____ INFORMATION SHOWN

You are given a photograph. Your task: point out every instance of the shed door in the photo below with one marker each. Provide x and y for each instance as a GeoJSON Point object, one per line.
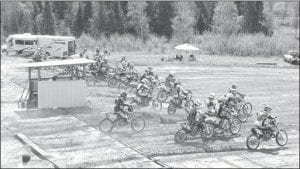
{"type": "Point", "coordinates": [53, 94]}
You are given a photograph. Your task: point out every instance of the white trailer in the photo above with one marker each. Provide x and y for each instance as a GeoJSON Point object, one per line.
{"type": "Point", "coordinates": [26, 44]}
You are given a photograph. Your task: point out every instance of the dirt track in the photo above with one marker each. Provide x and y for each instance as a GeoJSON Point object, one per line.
{"type": "Point", "coordinates": [278, 87]}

________

| TASK DETAILS |
Rewrite all the items above, replacing every "marker" with "pin" and changing nothing else, and omit the pictures.

| FINISHED TASK |
You are given a photograph. Your task: point out every instance of the shed door in the photo below with one pin each. Provide x and y for each instance as a GeoJSON Point object, one per line.
{"type": "Point", "coordinates": [53, 94]}
You are given a photograph. Your task: point out every instance of the white trailer in the photo above with one pin each. Provide x and y for each instance as a GeoJSON Point object, one per line.
{"type": "Point", "coordinates": [26, 44]}
You are given a photograph. Your task: point out every instance of the dirt track in the photo above with one pin each. Provide x and y for each instance as a GeoJSON Point object, one per line.
{"type": "Point", "coordinates": [278, 87]}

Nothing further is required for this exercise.